--- start of Passage provided ---

Re: RE: Re: Re: Should we always mark ValueState as "transient" forRichFunctions

Posted by Shammon FY <zj...@gmail.com>.
Hi

I think there is no benchmark about this at present

Best,
Shammon

On Sun, Feb 26, 2023 at 5:49 PM Gen Luo <lu...@gmail.com> wrote:

> Hi,
>
> I suppose there are two things to clarify:
> 1. the function object will only be serialized once when deploying and
> deserialized once per task while initializing.
> 2. the ValueState itself is only a handle. It is set/setup with the key of
> each incoming record. When serializing, it is only a null field.
>
> In conclusion, the cost of serialization should be constant,
> relatively ignorable, and there should be no impact on the performance no
> matter whether it is a transient.
> By the way, preparing, accessing and updating the value state can indeed
> be costly if the number of partitions is really large, but it has nothing
> to do with the `transient` qualifier.
>
> On Fri, Feb 24, 2023 at 7:49 PM simple <10...@qq.com> wrote:
>
>> 稍等,我看一下您的反馈
>>
>> ------------------------------
>> 发自我的iPhone
>>
>>
>> ------------------ Original ------------------
>> *From:* Zhongpu Chen <ch...@gmail.com>
>> *Date:* Fri,Feb 24,2023 7:47 PM
>> *To:* user <us...@flink.apache.org>
>> *Subject:* Re: RE: Re: Re: Should we always mark ValueState as
>> "transient" forRichFunctions
>>
>> Hi Shammon,
>>
>> Sorry for the inaccurate description of my last reply. Let me restate my
>> question again:
>>
>> Fact 1: we know that ValueState here should not
>> serialized/de-serialized, so it is a good practice to mark it with
>> "transient".

--- end of Passage provided ---

• _Aim 1_:
In the ValueState thread, which operations on the value state does Gen Luo say can be costly when the number of partitions is really large?
• _Aim 2_:
Print the part of the ValueState thread between "I think there" and "a null field.", inclusive.
• _Aim 3_:
According to the ValueState thread, what is the ValueState when it is serialized?
The lines after this point aren't needed.

--- start of Records provided ---

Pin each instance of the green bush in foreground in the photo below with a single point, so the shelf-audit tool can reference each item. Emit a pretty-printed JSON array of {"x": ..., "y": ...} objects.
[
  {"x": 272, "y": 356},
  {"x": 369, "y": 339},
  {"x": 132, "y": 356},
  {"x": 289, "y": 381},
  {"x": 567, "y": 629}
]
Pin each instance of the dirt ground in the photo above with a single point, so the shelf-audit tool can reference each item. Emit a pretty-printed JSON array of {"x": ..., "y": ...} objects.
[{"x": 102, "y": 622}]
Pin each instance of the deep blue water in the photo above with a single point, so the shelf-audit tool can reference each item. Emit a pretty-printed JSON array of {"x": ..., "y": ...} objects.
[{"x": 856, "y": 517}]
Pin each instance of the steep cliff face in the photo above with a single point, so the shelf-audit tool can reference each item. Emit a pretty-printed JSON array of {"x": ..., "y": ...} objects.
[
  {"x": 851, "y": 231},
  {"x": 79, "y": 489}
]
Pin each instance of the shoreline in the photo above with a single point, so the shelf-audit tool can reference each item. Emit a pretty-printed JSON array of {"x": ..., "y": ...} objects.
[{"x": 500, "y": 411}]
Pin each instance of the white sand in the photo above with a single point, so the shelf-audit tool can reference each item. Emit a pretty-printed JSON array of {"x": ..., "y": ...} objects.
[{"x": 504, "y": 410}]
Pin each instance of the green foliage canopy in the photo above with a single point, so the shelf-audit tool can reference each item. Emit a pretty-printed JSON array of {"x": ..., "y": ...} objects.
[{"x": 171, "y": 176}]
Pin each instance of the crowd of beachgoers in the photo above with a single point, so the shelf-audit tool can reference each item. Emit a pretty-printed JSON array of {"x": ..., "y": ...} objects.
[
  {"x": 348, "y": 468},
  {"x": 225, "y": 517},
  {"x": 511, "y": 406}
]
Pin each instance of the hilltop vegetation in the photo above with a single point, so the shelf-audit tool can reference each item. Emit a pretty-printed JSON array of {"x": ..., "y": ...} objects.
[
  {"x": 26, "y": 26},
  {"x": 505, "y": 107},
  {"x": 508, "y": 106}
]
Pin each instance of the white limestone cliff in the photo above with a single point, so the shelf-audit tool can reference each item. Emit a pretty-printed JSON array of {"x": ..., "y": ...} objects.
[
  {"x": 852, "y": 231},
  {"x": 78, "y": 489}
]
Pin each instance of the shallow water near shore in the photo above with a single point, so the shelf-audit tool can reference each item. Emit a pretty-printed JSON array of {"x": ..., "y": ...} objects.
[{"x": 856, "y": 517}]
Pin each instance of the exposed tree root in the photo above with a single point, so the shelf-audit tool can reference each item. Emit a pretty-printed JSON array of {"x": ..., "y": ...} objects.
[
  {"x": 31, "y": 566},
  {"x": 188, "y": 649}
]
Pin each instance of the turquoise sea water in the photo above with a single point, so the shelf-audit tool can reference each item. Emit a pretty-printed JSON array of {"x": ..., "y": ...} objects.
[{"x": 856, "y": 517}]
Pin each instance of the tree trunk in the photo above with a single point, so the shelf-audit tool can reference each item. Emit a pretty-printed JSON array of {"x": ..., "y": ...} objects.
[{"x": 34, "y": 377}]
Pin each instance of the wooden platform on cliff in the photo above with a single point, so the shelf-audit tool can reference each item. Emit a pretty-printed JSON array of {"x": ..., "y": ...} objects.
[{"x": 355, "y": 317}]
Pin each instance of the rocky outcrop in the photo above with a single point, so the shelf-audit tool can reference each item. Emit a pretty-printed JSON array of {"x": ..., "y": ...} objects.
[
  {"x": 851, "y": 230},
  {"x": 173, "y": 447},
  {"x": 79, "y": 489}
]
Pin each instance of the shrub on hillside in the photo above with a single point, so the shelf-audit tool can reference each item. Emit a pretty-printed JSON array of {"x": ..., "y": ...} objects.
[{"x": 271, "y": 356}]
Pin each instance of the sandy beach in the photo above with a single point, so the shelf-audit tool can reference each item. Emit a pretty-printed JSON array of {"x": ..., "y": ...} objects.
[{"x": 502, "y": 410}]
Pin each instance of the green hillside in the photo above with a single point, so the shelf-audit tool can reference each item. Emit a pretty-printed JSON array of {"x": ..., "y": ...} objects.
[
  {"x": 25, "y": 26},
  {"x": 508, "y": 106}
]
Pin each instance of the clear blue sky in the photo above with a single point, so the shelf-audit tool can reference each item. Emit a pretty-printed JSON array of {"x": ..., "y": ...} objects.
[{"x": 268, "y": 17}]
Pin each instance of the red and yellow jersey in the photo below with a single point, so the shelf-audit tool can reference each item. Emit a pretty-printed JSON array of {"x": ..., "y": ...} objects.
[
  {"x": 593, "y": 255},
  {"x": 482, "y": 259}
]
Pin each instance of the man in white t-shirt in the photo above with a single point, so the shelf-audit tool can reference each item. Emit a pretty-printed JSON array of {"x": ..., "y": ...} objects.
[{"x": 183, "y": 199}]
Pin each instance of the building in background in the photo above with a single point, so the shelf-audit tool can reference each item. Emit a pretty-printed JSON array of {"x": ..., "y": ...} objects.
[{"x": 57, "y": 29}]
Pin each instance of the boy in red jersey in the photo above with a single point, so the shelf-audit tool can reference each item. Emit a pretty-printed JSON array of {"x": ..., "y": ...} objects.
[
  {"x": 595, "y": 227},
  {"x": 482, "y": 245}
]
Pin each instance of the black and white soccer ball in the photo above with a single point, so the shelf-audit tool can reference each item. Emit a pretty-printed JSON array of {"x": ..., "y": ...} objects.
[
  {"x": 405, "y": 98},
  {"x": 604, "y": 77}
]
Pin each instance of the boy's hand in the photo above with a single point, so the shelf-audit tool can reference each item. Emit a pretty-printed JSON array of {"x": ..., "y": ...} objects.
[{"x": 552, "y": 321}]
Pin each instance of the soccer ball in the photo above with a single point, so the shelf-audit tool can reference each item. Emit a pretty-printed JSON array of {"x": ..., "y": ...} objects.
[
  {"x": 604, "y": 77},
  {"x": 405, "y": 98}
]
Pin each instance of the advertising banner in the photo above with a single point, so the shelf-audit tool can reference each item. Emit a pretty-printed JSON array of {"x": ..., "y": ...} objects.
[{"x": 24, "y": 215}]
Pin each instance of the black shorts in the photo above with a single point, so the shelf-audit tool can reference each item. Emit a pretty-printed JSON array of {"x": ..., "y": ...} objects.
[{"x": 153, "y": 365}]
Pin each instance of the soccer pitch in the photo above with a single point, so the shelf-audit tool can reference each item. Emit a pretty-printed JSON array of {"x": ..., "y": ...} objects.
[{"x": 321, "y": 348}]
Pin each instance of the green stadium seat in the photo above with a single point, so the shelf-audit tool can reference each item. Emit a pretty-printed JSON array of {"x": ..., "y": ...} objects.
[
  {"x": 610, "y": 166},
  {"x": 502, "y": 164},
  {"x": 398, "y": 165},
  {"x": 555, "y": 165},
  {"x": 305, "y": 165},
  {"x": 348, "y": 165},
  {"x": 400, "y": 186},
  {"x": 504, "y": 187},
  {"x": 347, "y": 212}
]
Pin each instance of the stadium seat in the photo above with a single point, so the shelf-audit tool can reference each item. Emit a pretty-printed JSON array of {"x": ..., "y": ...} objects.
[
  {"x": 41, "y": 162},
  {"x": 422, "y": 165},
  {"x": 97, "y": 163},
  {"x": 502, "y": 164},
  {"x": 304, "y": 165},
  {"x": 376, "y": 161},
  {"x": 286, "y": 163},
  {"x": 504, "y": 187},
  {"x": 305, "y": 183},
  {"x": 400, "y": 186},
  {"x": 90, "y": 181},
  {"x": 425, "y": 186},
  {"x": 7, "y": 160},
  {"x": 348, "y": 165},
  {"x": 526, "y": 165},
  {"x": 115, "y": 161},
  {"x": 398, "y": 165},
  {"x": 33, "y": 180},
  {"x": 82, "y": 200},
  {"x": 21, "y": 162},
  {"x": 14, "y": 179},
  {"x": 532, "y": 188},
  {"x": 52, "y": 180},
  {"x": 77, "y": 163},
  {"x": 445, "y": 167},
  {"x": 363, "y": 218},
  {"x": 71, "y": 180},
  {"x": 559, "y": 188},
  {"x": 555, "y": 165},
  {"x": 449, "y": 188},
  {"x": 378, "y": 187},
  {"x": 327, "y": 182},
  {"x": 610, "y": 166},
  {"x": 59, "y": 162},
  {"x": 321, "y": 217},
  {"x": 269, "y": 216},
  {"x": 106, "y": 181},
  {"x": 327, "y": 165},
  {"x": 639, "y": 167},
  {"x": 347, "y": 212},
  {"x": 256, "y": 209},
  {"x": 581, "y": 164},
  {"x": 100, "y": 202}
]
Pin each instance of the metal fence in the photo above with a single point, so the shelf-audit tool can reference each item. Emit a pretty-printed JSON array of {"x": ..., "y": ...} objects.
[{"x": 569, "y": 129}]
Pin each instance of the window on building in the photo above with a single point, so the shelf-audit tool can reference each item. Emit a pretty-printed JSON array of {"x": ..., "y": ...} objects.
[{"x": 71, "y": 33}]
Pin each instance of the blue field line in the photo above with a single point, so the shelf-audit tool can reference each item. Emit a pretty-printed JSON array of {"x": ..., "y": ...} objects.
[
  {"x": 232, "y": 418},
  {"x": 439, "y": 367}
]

--- end of Records provided ---

• _Exercise response 1_:
Preparing, accessing, and updating the value state.

• _Exercise response 2_:
I think there is no benchmark about this at present

Best,
Shammon

On Sun, Feb 26, 2023 at 5:49 PM Gen Luo <lu...@gmail.com> wrote:

> Hi,
>
> I suppose there are two things to clarify:
> 1. the function object will only be serialized once when deploying and
> deserialized once per task while initializing.
> 2. the ValueState itself is only a handle. It is set/setup with the key of
> each incoming record. When serializing, it is only a null field.

• _Exercise response 3_:
Only a null field.